> SELECTED PASSAGE
As illustrated, method 310 include performing block 314 if the distance is less than the threshold distance in block 313. Block 314 includes calculating a relative angle θ between the host vehicle and the remote vehicle (e.g., as described with respect to block 104, 304). Method 310 further comprises evaluating 315 a relative angle condition based on the calculated relative angle θ. As illustrated, block 315 comprises determining if an absolute value of the relative angle is less than a threshold. For example, the threshold may be indicative of a remote vehicle in the same lane as the host vehicle. In some examples, the lower threshold may comprise an angle threshold between 2° and 8°. For instance, the threshold may be 5°. Of course, as described above, block 315 may comprise determining if the relative angle is between a first threshold between −2° and −8° and a second threshold between 2° and 8°. If the relative angle exceeds the threshold, then remote vehicle may be determined to be in a different lane (or behind) compared to the host vehicle, and the method may return to block 311.
In some examples, method 310 may include block 316, which may include evaluating an acceleration condition based on the second vehicle acceleration. For example, block 316 may comprise determining if the remote vehicle is performing a hard brake. For instance, block 316 may comprise determining if the remote vehicle is accelerating below a threshold lower than −0.3 g, −0.4 g, etc. As discussed above with respect to other thresholds, the acceleration threshold may be user configured, based on a host vehicle type, based on a typical safe margin, etc.
In some examples, method 310 may include block 317, which may include detecting the vehicle safety condition as an emergency electronic brake light condition based on the acceleration condition (e.g., block 106). In some examples, block 317 may further comprise outputting a warning or performing a driving maneuver (e.g., block 107). For example, block 317 may comprise outputting a visual warning, audible tone, haptic warnings, etc. As another example, block 317 may comprise performing a maneuver such as applying the host vehicle brakes, changing lanes, etc.
In the illustrated example, method 320 may include block 323, which may include evaluating a distance condition. For example, in this example, block 323 may include determining if the distance is less than a threshold distance. For example, the threshold distance may be a safe braking distance/avoidance distance for the host vehicle. For example, the threshold distance may be a user configurable parameter, the threshold distance may be determined according to a particular vehicle or vehicle type (e.g., a small car may have a smaller distance threshold than a large truck), etc. For example, block 323 may include determining if the distance from first vehicle to the second vehicle is less than a threshold distance between 40 m and 50 m. For instance, the threshold distance may comprise 45 m or any other distance within the range. In the illustrated example, if the distance exceeds the threshold, then an FC condition is not detected (e.g., it is determined that there is likely no remote vehicle sufficiently close to the host vehicle), and the method returns to block 321. For example, as described above, method 320 may be performed repeatedly while the host vehicle is moving. For instance, method 320 may be performed for each BSM received from a remote vehicle, for each of a sampled subset of received BSMs, etc.
As illustrated, method 320 include performing block 324 if the distance is less than the threshold distance in block 324. Block 324 includes calculating a relative angle θ between the host vehicle and the remote vehicle (e.g., as described with respect to block 104, 304, 314). Method 320 further comprises evaluating 325 a relative angle condition based on the calculated relative angle θ. As illustrated, block 325 comprises determining if an absolute value of the relative angle is less than a threshold. For example, the threshold may be indicative of a remote vehicle in the same lane as the host vehicle. In some examples, the lower threshold may comprise an angle threshold between 2° and 8°. For instance, the threshold may be 5°. Of course, as described above, block 325 may comprise determining if the relative angle is between a first threshold between −2° and −8° and a second threshold between 2° and 8° (e.g., between −5° and) 5°. If the relative angle exceeds the threshold, then remote vehicle may be determined to be in a different lane (or behind) compared to the host vehicle, and the method may return to block 321.

> RECORD EXCERPTS
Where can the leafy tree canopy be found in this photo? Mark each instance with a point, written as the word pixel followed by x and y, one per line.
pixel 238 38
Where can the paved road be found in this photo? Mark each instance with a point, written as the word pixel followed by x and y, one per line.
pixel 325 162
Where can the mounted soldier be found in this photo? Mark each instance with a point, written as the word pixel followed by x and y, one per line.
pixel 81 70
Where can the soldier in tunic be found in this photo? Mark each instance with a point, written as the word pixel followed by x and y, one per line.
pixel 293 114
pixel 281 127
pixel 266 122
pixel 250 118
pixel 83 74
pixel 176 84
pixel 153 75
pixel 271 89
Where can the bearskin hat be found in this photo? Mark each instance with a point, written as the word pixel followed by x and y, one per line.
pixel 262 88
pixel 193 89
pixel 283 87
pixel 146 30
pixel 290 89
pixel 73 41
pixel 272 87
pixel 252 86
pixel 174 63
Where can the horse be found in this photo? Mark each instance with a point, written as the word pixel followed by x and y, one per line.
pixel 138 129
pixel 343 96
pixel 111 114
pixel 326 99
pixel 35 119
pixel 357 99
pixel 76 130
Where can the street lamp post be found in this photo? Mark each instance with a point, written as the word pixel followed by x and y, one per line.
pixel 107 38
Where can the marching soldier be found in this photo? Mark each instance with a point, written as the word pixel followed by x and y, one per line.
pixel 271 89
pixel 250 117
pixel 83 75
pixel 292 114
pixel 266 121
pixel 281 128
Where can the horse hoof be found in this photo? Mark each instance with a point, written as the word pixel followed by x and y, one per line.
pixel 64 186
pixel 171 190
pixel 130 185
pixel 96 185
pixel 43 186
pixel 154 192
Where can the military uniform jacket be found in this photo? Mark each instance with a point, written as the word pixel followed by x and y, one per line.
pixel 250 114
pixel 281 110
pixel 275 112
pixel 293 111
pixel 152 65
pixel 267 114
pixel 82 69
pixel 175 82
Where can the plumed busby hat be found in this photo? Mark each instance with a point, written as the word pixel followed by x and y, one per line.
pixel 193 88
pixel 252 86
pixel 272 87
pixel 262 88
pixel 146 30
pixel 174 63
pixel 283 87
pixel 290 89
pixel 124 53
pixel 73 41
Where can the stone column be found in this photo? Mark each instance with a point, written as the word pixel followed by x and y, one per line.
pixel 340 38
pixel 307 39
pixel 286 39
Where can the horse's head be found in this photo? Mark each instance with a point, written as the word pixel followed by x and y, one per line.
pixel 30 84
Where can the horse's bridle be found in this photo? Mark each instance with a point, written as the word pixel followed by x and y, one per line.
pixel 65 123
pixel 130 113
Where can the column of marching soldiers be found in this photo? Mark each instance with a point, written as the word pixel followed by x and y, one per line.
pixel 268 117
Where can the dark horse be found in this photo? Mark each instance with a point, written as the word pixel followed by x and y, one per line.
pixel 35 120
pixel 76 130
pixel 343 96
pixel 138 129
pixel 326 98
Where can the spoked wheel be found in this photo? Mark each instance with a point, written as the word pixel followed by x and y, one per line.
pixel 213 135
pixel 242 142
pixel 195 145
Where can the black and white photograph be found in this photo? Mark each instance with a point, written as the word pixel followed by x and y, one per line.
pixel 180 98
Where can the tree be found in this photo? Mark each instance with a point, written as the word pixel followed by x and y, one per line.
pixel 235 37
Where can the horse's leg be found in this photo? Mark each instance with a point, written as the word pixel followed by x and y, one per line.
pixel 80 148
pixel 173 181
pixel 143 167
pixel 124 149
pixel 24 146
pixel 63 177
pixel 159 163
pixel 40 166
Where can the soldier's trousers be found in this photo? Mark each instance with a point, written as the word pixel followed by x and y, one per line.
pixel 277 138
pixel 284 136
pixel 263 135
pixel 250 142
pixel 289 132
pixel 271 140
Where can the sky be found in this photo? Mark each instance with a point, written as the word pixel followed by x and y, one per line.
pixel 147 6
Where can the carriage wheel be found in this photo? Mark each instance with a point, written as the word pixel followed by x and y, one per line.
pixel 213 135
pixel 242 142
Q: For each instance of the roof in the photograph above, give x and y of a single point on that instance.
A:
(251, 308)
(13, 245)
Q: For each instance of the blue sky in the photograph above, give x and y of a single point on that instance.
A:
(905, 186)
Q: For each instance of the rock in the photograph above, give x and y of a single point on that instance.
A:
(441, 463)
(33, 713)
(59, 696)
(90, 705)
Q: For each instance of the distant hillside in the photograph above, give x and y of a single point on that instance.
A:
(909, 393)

> TASK REQUIREMENTS
1. Decide whether each statement agrees with the passage on vehicle safety conditions. Answer yes or no and quote the deciding words exactly. (a) In block 323, the threshold distance may be 45 m. (b) One maneuver block 317 may perform is changing lanes. (c) Block 316 checks whether the host vehicle is performing a hard brake.
2. Please carry the passage on vehicle safety conditions forward from its final sentence.
The entries have no connection to the passage on vehicle safety conditions.

> TASK-BY-TASK ANSWERS
1.
(a) Yes: "the threshold distance may comprise 45 m or any other distance within the range"
(b) Yes: "block 317 may comprise performing a maneuver such as applying the host vehicle brakes, changing lanes, etc."
(c) No: "block 316 may comprise determining if the remote vehicle is performing a hard brake"

2.
In some examples, method 320 may include block 326, which may include calculating a time-to-collision (TTC) condition based on the second vehicle velocity. For example, block 326 may comprise determining a time to collision given the host vehicle's velocity, the remote vehicle's velocity, and the distance between the vehicles (e.g., as distance/Av, where Av is the difference between the two velocities). In some examples, method 320 may further include block 327, which includes evaluating a TTC condition. For instance, block 327 may comprise determining if the TTC is below a threshold time, such as a threshold between 1 and 5 seconds. As discussed above with respect to other thresholds, the TTC threshold may be user configured, based on a host vehicle type, based on a typical safe margin, etc. (e.g., a truck may have a higher TTC threshold than a motorcycle, etc.).
In some examples, method 320 may include block 238, which may include detecting the vehicle safety condition as a potential forward collision with the second vehicle based on the time-to-collision condition (e.g., block 106). In some examples, block 328 may further comprise outputting a warning or performing a driving maneuver (e.g., block 107). For example, block 328 may comprise outputting a visual warning, audible tone, haptic warnings, etc. As another example, block 328 may comprise performing a maneuver such as issuing a hard brake warning in a host vehicle BSM, applying the host vehicle brakes, changing lanes, etc.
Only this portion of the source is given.